Tasks and exercises:
1) Summarize the passage in two sentences.
2) Please state how many lines of the rows contain the string "jacket", treating case as significant. Give only the number.

One of the by-products of the reforming of methanol is carbon monoxide, which remains in the fuel feed to the fuel cell, thus becoming adsorbed onto the anode. It is removed by the same reaction as in DMFCs.

The present inventors have previously discovered that, OH radicals, an active form of oxygen, can be generated both in the presence and in the absence of light irradiation at a TiO₂ surface when this is deposited on a silicon layer and is overlain with a gold grid. The grid is employed to apply an electric field directly across the TiO₂ layer. The current passing through this device (thought to be a measure of the rate of OH generation at the TiO₂ surface) is significantly higher than that typically observed at conventional, UV-irradiated TiO₂ electrodes. A device based on this work is described in co-pending application GB 0419629.1 (WO2006/024869), filed 3 Sep. 2004. Evidence for the formation of hydroxyl radicals is provided by the enhanced fluorescence of coumarin at 460 nm, described in Hashimoto et al., Electrochem. Comm., 2, (2000) 207.

The present inventors have realised that the active OH species generated in a device as described above could be used in the electrochemical process as a replacement to facilitate the processes catalysed by the ruthenium and so allow the elimination of the necessity for ruthenium. Furthermore, their studies have unexpectedly shown that an electric field applied via an electrode on the surface of the TiO₂ appears not be required for the benefits to occur.

Accordingly, the present invention provides a fuel cell having an anode which comprises:

(a) a semiconductor layer, wherein the semiconductor is preferably silicon or silicon carbide, and where the layer has a thickness from 1 to 1000 μm;
(b) a TiO₂ layer on the semiconductor layer, where the layer may include an alkaline earth oxide MO up to an amount where the layer is MTiO₃, and where the layer has a thickness from 5 nm to 1 μm;
(c) an open metal over-layer.

Semiconductor Layer

The semiconductor layer may be made of any semiconductor which does not have the same composition as the TiO₂ layer, and is preferably silicon or silicon carbide. Silicon is usually preferred on the grounds of cost, although silicon carbide wafers have the advantage of more favourable band energy alignments with the TiO₂ layer. Also, SiC is chemically inert which may be of use in some applications. The semiconductor substrate may be doped to render it a n-type semiconductor.

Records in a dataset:
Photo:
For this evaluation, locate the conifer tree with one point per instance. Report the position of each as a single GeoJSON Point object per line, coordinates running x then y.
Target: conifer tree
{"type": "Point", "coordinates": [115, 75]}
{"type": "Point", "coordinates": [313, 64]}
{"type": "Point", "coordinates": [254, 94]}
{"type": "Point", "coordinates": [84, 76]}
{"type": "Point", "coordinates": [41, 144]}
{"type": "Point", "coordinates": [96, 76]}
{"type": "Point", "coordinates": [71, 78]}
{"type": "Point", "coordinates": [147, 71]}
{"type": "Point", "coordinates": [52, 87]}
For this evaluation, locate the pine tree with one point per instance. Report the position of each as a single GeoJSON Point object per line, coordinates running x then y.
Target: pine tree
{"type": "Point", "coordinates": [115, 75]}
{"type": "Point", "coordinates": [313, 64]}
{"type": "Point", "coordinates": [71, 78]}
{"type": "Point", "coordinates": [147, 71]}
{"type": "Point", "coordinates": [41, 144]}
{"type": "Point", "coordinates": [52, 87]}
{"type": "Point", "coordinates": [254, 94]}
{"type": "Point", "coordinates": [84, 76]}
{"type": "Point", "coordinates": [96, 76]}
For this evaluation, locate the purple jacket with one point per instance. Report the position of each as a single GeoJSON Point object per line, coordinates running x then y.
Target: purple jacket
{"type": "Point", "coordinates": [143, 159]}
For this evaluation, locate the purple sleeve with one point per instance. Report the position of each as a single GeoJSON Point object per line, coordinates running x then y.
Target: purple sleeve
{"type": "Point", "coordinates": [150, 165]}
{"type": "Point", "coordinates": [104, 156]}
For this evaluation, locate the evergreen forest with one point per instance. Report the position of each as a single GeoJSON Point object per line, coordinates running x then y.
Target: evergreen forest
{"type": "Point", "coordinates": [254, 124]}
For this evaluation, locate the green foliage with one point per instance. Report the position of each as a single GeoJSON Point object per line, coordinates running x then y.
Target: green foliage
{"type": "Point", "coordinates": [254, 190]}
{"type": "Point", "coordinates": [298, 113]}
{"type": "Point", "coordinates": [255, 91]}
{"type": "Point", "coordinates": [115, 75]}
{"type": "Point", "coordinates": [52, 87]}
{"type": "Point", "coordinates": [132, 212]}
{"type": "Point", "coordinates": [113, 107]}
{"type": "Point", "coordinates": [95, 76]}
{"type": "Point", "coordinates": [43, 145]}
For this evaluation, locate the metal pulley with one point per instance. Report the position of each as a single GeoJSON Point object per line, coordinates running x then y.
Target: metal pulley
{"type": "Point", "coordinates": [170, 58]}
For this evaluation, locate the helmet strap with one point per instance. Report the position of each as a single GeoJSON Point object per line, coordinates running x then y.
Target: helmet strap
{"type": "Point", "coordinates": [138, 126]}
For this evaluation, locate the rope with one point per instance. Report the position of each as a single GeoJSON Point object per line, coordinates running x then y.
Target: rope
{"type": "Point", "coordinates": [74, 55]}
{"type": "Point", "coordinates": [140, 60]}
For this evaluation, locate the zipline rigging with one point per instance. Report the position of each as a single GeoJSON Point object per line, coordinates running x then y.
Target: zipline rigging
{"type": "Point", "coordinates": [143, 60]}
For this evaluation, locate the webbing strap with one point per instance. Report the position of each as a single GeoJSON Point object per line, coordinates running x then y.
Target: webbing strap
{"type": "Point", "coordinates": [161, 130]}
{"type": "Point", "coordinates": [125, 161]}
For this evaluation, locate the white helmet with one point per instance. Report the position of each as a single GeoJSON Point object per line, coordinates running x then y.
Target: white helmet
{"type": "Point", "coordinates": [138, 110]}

Answer list:
1) The passage describes a fuel cell whose anode comprises a semiconductor layer, preferably silicon or silicon carbide, a TiO₂ layer on that semiconductor layer, and an open metal over-layer. The inventors realized that active OH species generated at a TiO₂ surface could replace ruthenium in the electrochemical process, and their studies showed that an electric field applied via an electrode on the TiO₂ surface appears not to be required.

2) 2